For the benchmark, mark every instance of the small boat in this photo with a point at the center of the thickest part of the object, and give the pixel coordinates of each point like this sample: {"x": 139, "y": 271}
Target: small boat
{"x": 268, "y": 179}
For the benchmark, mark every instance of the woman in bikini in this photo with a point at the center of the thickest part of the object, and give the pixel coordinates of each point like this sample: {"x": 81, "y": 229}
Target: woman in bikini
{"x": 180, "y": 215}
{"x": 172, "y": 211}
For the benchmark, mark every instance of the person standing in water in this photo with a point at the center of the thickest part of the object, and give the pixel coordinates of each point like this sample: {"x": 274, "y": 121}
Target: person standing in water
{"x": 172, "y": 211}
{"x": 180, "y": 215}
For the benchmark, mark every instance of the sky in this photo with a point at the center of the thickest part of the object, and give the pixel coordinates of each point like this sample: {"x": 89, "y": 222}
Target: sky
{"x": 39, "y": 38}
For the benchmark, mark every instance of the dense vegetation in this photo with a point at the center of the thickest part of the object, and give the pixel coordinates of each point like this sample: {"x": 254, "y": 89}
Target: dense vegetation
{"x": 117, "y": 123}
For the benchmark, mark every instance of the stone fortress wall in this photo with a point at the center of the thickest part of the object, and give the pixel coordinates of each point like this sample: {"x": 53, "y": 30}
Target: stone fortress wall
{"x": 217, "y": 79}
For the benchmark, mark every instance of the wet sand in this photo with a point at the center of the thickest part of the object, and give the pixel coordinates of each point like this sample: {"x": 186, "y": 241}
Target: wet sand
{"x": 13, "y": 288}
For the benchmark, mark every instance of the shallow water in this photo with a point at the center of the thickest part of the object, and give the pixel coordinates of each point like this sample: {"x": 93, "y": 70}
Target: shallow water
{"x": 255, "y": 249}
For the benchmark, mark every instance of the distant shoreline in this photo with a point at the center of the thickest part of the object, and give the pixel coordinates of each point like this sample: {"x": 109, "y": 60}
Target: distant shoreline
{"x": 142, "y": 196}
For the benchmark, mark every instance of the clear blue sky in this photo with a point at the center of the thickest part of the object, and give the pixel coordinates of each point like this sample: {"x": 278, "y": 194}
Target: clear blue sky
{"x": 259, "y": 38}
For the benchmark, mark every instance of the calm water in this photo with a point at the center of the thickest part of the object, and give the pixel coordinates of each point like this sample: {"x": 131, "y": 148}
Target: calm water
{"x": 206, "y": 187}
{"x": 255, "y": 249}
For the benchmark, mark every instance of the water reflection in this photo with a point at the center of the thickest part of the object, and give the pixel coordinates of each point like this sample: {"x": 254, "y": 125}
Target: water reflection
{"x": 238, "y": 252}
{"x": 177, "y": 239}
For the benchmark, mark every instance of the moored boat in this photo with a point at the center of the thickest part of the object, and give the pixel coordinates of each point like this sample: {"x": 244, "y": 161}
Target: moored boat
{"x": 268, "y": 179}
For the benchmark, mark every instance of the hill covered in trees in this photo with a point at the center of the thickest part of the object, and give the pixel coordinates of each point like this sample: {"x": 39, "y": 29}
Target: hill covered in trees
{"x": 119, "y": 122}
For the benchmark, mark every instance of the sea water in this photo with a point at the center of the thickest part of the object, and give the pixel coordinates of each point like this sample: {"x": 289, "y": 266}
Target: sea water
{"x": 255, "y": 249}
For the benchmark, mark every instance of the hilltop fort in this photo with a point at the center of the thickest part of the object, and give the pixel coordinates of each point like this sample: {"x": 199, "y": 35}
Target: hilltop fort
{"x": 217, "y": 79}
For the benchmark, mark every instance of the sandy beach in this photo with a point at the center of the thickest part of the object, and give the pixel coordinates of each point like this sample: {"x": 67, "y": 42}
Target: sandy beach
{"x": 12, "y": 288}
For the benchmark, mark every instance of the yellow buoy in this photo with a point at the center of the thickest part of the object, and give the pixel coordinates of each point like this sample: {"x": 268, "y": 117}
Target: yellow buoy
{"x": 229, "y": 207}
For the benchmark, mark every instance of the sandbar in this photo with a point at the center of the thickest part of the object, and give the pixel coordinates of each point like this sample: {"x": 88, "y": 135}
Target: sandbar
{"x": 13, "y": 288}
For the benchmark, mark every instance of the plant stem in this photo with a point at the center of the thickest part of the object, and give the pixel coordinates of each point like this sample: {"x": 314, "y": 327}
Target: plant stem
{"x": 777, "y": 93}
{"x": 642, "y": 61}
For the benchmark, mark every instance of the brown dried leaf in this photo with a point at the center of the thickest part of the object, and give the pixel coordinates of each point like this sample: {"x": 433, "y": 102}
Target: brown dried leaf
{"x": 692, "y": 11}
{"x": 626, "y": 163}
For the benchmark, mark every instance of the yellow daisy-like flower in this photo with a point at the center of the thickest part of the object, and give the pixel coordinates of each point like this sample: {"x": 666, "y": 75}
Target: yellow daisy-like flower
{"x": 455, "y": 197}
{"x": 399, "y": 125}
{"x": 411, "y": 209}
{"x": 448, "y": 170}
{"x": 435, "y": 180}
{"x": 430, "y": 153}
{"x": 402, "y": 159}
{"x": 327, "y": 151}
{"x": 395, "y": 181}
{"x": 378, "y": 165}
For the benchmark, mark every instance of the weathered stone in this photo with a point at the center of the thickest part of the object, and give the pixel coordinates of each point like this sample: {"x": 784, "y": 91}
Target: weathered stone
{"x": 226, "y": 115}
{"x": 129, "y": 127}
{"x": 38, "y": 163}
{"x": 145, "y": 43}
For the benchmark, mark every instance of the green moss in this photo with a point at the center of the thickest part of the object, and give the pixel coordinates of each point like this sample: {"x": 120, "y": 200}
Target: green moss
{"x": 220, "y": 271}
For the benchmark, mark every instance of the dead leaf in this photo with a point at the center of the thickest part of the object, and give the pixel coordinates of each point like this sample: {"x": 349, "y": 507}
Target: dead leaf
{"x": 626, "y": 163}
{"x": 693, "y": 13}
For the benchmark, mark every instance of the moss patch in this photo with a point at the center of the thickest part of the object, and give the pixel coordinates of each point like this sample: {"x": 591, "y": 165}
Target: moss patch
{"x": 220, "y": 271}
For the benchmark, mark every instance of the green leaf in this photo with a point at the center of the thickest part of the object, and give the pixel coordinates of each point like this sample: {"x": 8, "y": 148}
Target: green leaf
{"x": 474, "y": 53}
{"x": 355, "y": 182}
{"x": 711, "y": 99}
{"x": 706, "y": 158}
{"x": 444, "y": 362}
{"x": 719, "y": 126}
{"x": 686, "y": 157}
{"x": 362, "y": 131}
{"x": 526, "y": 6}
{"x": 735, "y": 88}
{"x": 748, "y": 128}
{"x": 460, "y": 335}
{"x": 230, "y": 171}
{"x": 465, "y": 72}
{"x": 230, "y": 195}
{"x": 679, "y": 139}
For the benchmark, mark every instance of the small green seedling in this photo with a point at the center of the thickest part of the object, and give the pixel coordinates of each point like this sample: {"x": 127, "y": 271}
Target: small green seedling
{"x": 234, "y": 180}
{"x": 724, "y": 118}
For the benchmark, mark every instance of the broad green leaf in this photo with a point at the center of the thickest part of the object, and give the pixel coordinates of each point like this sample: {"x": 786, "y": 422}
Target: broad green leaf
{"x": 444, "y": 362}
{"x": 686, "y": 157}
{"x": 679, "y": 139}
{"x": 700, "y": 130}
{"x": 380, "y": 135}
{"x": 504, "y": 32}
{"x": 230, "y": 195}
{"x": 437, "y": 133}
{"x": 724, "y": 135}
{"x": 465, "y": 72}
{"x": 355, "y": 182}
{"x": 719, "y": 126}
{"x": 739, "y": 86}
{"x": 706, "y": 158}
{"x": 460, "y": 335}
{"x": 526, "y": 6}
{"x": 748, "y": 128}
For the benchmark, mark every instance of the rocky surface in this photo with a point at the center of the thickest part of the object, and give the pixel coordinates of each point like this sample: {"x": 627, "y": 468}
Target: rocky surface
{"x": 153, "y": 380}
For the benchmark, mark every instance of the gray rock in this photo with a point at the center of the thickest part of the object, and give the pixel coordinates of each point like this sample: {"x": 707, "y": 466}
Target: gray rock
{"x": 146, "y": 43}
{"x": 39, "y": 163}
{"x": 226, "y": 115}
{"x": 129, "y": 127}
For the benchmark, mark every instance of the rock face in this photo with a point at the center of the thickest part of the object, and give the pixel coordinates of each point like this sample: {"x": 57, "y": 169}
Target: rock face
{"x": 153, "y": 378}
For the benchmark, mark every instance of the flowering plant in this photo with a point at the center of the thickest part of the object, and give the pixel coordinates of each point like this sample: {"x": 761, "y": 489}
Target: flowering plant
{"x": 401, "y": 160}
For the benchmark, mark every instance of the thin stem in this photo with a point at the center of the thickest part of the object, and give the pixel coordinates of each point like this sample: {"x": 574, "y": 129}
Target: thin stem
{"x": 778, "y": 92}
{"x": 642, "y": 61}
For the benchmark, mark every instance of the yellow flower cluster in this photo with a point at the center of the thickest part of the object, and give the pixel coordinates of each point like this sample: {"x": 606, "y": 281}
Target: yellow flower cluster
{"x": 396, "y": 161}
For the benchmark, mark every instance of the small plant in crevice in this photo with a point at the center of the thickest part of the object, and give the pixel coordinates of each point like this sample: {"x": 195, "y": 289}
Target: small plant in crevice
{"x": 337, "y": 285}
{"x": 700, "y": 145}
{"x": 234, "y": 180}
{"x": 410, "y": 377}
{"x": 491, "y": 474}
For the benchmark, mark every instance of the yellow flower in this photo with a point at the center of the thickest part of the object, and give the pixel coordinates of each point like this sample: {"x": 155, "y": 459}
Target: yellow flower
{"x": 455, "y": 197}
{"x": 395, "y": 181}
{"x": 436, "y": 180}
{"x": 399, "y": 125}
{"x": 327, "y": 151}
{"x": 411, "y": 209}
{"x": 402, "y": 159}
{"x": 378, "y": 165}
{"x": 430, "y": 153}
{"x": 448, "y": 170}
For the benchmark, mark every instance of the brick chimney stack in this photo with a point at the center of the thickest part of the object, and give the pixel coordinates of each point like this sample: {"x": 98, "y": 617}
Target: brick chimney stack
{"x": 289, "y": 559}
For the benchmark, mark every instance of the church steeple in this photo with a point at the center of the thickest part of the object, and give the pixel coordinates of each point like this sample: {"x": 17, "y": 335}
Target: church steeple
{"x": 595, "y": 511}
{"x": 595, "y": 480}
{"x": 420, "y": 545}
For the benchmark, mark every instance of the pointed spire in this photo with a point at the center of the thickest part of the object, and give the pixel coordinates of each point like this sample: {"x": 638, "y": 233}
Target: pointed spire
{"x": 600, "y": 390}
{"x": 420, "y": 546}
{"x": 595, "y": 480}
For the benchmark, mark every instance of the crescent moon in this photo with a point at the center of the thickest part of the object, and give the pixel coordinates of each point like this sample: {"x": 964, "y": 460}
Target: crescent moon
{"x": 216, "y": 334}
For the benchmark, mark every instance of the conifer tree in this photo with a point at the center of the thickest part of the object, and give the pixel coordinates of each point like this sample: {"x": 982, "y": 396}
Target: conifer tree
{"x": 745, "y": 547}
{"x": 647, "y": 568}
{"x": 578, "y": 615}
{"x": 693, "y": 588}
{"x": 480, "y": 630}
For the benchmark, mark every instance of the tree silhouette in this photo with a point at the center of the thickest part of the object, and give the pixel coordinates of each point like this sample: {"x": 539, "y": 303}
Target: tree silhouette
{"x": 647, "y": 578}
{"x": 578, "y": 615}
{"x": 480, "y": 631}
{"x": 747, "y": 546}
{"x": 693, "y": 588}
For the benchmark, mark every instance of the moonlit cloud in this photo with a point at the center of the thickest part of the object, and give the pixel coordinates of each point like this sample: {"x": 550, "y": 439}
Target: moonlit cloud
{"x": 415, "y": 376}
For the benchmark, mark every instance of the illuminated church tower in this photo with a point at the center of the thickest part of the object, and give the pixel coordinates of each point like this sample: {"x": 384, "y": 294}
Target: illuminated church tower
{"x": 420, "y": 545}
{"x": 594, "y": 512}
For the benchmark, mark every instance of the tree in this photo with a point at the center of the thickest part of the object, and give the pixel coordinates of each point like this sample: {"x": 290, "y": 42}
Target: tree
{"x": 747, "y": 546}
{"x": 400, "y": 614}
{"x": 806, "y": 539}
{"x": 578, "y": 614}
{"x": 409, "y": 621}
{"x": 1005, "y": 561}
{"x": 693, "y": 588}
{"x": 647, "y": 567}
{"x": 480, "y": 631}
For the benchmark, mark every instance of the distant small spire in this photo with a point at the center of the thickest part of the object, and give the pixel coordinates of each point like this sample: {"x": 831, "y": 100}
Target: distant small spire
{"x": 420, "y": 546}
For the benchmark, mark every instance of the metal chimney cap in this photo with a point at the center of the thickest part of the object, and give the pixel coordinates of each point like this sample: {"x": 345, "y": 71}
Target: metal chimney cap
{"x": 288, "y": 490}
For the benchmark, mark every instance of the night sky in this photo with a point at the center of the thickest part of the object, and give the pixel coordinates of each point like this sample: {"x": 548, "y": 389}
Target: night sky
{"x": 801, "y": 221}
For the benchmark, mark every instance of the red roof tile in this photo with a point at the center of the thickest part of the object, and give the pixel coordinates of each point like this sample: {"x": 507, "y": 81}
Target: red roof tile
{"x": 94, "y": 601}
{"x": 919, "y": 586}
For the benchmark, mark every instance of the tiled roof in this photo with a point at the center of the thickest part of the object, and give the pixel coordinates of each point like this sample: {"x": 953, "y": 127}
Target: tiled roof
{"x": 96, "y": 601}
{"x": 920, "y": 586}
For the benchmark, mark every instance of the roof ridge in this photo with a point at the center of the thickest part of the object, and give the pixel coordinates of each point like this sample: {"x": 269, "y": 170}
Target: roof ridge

___

## What the task requires
Copy the records from the line holding "For the benchmark, mark every instance of the red" through the end of the records, inclusive, with "thickest part" swapped for "widest part" and nothing else changed.

## Exercise response
For the benchmark, mark every instance of the red roof tile in this photo with a point at the center of the widest part of the object, and give the pixel coordinates of each point like this sample: {"x": 507, "y": 81}
Target: red roof tile
{"x": 94, "y": 601}
{"x": 919, "y": 586}
For the benchmark, mark every instance of the tiled roof in this photo with a point at the center of the widest part of the object, and give the pixel coordinates of each point like this sample: {"x": 953, "y": 127}
Target: tiled roof
{"x": 96, "y": 601}
{"x": 920, "y": 586}
For the benchmark, mark every instance of the roof ridge in this photo with a point at the center of the widest part of the object, and give the pixel coordinates of each point like this sample: {"x": 269, "y": 170}
Target: roof ridge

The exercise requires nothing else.